#### [PASSAGE PROVIDED]
=-=-=
Walking to my favourite coffee shop in Luxembourg city centre yesterday, I walked past a small crane on the back of a truck, with two people in it, installing a new street art feature down the pedestrian street: dozens of colourful umbrellas hanging in rows.
It seems that even (especially) after two weeks of wall to wall sunshine and heat, Luxembourg is always prepared for rain!
In the meantime, Rasmus and I are busy each evening watering all our balcony plants to keep them alive in this dry weather – especially those courgettes who seem to be the thirstiest of them all.
It reminds me of something that was said in a sermon at our church a few weeks ago. Jonathan was preaching on the story of the showdown between God’s prophet Elijah and the hundreds of prophets of Baal. A bizarre, bloody and fascinating story if ever there was one.
But it was the context that struck me anew this time. There has been no rain for a long time. For over three years in fact. There is drought in the land.
=-=-=
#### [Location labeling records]
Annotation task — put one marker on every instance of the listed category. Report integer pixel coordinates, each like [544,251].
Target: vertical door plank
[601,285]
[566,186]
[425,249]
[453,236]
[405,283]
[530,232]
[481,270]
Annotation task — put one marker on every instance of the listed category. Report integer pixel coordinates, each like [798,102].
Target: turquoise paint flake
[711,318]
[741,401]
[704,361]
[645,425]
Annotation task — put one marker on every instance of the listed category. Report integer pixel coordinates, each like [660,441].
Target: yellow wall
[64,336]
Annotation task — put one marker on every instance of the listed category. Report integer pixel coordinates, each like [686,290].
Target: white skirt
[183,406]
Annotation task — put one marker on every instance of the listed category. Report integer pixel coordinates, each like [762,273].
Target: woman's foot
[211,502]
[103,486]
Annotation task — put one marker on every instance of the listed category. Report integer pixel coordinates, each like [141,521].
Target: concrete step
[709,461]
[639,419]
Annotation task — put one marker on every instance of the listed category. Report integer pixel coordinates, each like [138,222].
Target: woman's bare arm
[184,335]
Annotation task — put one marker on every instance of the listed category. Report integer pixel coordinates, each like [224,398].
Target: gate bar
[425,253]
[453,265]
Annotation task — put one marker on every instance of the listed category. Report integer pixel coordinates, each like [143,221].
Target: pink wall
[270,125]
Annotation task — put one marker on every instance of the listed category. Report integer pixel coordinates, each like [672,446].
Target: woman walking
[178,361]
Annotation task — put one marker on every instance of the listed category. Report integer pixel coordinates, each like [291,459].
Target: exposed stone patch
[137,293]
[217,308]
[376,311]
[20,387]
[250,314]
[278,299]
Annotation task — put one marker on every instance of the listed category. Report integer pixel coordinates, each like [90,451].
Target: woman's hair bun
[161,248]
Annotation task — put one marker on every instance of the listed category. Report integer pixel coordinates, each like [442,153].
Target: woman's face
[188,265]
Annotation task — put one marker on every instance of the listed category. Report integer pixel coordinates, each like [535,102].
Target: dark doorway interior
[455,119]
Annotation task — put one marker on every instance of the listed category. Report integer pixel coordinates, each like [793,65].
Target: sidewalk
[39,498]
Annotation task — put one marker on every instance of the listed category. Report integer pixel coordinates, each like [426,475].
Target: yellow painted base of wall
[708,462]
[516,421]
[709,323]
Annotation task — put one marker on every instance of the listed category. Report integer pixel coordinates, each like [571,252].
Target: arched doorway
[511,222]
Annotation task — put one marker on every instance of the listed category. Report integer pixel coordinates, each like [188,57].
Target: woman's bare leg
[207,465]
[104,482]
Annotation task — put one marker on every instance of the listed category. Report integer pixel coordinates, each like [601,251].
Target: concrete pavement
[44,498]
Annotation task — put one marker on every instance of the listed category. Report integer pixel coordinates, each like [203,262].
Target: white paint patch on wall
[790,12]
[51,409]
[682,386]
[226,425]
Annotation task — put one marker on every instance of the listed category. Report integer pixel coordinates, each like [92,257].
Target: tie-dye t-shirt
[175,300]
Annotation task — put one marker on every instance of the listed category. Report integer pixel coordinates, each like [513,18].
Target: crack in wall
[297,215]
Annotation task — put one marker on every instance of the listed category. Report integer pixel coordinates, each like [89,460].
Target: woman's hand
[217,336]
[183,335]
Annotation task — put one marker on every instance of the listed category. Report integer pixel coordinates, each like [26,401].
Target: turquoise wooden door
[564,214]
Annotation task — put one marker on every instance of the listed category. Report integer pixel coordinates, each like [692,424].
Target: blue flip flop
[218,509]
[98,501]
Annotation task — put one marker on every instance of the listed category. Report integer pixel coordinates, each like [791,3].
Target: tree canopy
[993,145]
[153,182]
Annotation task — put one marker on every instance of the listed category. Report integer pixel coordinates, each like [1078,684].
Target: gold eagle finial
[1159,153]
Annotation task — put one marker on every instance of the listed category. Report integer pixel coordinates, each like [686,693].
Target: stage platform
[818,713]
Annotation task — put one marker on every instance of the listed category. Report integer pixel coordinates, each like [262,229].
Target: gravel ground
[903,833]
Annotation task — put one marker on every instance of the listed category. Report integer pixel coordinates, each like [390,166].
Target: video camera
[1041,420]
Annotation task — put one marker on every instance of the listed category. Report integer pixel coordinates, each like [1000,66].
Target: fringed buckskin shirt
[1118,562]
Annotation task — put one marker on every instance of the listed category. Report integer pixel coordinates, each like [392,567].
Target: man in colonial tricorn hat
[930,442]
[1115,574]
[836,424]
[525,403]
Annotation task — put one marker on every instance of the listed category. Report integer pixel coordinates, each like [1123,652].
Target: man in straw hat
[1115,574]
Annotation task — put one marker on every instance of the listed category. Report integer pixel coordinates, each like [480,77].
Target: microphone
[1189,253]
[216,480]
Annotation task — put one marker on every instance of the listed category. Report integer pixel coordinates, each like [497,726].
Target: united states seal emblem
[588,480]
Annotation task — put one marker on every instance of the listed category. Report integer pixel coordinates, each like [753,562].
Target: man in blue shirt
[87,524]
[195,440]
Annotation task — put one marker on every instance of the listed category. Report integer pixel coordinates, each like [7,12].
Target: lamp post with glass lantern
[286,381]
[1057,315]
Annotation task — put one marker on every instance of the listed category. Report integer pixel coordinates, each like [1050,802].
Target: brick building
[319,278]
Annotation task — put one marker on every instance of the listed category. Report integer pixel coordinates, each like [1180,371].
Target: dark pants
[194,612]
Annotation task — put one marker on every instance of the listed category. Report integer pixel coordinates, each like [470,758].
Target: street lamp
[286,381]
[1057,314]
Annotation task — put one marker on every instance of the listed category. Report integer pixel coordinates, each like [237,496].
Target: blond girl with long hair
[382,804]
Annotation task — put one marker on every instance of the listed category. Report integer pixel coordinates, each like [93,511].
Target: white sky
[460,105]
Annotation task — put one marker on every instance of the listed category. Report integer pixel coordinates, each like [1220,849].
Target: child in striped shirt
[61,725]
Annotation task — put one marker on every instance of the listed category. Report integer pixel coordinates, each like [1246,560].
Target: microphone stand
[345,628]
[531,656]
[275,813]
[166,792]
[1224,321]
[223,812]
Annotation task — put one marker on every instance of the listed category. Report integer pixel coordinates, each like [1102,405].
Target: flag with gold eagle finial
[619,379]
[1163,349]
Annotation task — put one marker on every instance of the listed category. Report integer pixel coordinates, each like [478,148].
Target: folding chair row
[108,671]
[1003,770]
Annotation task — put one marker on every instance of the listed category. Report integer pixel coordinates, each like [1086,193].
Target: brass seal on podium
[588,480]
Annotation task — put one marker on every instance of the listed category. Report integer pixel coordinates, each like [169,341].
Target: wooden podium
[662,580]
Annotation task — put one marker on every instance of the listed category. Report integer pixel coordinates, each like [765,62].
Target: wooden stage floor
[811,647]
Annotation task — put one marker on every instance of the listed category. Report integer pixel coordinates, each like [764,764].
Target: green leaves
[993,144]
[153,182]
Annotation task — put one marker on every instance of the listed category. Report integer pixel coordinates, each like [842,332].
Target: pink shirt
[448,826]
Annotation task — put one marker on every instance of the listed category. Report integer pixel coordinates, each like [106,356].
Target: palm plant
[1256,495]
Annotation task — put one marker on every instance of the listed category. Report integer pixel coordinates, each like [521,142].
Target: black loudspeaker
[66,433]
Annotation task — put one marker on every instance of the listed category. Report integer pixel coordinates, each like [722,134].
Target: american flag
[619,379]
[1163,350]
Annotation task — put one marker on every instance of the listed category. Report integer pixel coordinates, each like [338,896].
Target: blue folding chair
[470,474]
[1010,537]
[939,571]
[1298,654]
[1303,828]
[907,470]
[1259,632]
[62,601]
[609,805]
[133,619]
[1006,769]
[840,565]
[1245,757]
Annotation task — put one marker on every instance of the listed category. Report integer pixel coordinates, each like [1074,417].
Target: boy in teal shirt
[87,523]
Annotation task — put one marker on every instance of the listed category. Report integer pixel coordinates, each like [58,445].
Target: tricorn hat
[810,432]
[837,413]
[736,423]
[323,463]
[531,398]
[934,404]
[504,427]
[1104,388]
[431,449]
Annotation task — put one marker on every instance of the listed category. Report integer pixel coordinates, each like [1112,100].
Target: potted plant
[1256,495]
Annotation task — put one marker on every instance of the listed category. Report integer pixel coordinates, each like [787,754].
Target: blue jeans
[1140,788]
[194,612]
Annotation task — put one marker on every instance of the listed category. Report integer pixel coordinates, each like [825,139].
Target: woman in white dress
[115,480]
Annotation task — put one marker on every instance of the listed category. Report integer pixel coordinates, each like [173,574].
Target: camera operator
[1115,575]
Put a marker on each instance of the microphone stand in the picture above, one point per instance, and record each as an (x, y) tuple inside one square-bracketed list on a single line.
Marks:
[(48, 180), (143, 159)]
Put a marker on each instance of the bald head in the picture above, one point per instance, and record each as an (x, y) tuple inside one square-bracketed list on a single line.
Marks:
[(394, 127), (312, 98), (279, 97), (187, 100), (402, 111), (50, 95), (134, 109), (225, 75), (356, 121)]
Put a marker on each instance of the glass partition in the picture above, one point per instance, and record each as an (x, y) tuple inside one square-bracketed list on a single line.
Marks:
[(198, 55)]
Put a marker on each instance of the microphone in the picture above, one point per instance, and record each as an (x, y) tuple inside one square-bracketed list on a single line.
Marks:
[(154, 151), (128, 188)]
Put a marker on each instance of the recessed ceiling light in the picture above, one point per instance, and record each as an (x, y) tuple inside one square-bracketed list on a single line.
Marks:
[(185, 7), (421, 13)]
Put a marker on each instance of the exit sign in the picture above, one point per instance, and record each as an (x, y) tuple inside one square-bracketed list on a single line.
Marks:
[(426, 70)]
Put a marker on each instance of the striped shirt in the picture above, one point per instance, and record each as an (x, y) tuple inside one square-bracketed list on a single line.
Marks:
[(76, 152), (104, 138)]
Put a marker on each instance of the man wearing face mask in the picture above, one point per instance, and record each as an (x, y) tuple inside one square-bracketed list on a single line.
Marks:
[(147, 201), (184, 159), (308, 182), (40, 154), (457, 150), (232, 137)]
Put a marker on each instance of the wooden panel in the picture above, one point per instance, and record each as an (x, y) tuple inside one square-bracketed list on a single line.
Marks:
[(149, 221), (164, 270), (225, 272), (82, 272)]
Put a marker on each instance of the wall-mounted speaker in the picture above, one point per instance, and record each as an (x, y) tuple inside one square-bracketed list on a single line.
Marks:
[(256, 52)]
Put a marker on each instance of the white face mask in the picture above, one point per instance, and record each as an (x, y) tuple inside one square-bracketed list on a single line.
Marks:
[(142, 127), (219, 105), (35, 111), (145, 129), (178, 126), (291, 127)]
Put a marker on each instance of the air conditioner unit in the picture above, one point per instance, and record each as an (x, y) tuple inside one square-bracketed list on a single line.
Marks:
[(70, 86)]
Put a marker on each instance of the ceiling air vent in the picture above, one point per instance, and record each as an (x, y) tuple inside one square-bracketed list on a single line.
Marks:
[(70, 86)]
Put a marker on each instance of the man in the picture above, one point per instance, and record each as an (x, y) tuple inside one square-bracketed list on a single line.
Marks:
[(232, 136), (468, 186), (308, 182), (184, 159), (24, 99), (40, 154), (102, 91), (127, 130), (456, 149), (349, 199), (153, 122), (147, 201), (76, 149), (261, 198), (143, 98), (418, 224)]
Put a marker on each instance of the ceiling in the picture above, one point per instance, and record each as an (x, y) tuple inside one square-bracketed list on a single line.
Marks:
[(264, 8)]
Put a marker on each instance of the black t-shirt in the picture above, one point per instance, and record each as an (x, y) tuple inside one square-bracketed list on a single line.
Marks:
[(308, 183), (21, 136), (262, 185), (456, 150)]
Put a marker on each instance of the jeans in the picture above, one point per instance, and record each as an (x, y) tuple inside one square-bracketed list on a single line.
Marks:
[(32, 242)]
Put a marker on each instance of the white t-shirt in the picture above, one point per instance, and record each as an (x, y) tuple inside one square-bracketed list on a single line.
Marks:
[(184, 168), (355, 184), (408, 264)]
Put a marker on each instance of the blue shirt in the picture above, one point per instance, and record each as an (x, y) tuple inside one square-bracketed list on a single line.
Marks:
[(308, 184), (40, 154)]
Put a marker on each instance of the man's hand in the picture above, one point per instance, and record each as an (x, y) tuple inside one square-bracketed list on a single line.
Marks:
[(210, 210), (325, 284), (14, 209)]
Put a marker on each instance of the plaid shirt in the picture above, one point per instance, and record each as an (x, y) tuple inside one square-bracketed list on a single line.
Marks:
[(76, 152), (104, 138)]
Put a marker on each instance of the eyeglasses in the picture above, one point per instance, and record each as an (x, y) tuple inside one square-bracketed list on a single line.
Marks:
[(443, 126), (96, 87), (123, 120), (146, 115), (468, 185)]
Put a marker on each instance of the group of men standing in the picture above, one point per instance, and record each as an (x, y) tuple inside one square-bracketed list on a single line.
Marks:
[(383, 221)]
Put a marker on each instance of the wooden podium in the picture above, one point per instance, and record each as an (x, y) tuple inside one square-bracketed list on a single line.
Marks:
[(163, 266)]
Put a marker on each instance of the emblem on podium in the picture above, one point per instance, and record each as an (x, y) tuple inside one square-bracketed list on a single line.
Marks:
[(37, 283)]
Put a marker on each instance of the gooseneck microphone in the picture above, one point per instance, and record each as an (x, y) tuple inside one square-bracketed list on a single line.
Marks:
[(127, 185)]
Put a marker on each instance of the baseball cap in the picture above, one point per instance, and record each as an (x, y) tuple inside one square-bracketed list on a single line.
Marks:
=-=-=
#### [EXERCISE REQUIREMENTS]
1. Name every person mentioned by name in the Luxembourg drought passage, leaving out deities.
2. Write out the Luxembourg drought passage, everything from "It seems that" down to "of them all.".
3. Extend the Luxembourg drought passage onward from its final sentence.

#### [RESULTS OF THE EXERCISE]
1. Rasmus, Jonathan, Elijah

2.
It seems that even (especially) after two weeks of wall to wall sunshine and heat, Luxembourg is always prepared for rain!
In the meantime, Rasmus and I are busy each evening watering all our balcony plants to keep them alive in this dry weather – especially those courgettes who seem to be the thirstiest of them all.

3.
The earth of the fields cracked open. Fertile soil turned to dust. Animals dying from lack of food. Children dying from lack of food. And in their desperation, people will seek for any path that promises hope, even the wrong one.
And the question I walked away with, the one that’s been humming in my own heart since then, was, “where are there areas of drought in my own life?”
Where am I operating out of scarcity instead of abundance? Where have I failed to water what desperately needs water to grow? Where is the soil turning to dust from lack of rain? And where might I be turning in the wrong direction because I am living out of that place of famine?
It’s been especially interesting to ask myself this question in the last months of pregnancy, as my growing body has demanded more rest from me, even as I try and get more done in preparation. I’m having to learn new rhythms of living these weeks, and glimpsing in those new rhythms some of the lack I was living out of before.
An attitude of scarcity is not always easy to see. It disguises itself as responsibility, as a good work ethic, as the oh-so-Christian servant heart. It pretends to be something positive as we boast about how busy we are, how rushed off our feet, how stressed because of all the good things we are cramming in to our days.
I’ve handed over so many of my tasks and roles in the last month. Letting go has been hard. It’s involved uncurling my tightly bound fingers one by one as I hand over the baton. I desperately want to be needed. I want to be indispensable to others.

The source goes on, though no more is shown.